◆ DATASET
+++

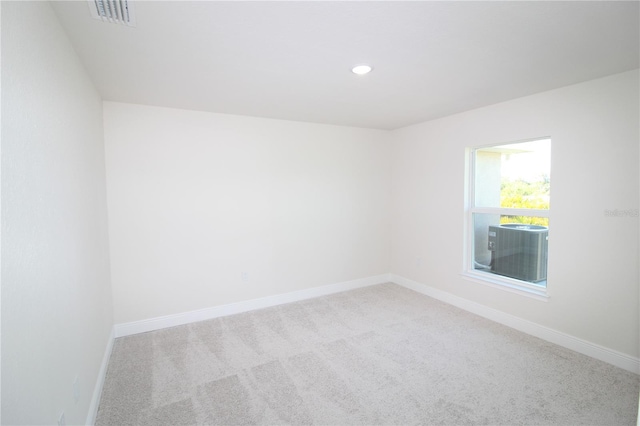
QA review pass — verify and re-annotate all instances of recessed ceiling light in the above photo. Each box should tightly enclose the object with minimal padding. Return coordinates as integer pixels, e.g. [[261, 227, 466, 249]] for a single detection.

+++

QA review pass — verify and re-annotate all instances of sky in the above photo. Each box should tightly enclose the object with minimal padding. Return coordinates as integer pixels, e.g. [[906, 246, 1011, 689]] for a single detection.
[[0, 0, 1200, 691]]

+++

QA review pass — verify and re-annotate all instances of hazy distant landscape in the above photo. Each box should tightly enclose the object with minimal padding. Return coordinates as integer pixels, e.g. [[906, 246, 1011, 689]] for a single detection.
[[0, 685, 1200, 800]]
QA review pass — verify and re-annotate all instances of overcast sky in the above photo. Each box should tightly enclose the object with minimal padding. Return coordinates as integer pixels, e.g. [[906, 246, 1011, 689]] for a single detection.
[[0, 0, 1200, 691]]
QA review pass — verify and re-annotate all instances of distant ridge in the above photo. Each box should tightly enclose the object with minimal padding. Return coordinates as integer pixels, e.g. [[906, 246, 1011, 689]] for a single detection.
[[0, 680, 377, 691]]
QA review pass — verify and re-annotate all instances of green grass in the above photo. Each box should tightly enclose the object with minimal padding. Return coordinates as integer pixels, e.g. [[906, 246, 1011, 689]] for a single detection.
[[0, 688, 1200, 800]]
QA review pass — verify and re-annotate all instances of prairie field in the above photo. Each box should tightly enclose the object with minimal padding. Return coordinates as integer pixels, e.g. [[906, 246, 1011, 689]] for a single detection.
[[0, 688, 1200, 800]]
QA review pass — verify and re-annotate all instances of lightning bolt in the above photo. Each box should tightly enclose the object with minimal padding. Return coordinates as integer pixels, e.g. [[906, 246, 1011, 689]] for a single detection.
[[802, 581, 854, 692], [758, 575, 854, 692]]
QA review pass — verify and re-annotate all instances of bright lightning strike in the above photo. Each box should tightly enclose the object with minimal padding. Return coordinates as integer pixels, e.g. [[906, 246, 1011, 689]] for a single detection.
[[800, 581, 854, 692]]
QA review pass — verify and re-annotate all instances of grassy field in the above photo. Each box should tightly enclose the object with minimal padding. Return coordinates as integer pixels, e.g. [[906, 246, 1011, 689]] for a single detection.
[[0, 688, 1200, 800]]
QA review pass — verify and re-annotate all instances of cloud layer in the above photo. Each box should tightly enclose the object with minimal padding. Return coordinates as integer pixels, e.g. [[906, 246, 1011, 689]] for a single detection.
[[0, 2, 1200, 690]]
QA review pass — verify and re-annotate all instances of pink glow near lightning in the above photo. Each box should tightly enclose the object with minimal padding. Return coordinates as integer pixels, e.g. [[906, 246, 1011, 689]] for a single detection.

+++

◆ PROBLEM TO SOLVE
Count the lines in the listing above that contain the string "layer", with case counting, and reply with only the number.

◆ REPLY TO THE TASK
1